**Task to complete**
Copy the listing below word for word, from the line with "the photo above." up to and including its final line.
§
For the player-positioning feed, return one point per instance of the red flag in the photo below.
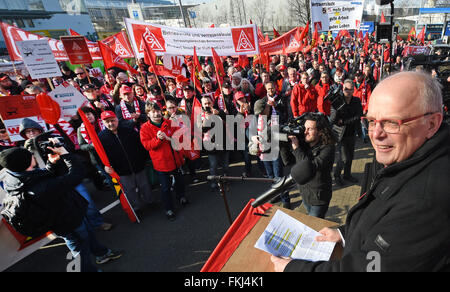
(243, 61)
(302, 35)
(119, 44)
(411, 34)
(220, 72)
(197, 64)
(366, 43)
(338, 41)
(233, 237)
(360, 36)
(111, 59)
(93, 46)
(315, 38)
(195, 68)
(276, 34)
(421, 35)
(104, 158)
(261, 38)
(196, 110)
(383, 19)
(149, 55)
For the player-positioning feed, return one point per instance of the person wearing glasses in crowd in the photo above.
(403, 217)
(347, 117)
(82, 78)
§
**Answer to this task**
For the player-positioning feed, return one point per instance of the person wearing glasses in crowd in the photo above.
(403, 217)
(347, 117)
(82, 78)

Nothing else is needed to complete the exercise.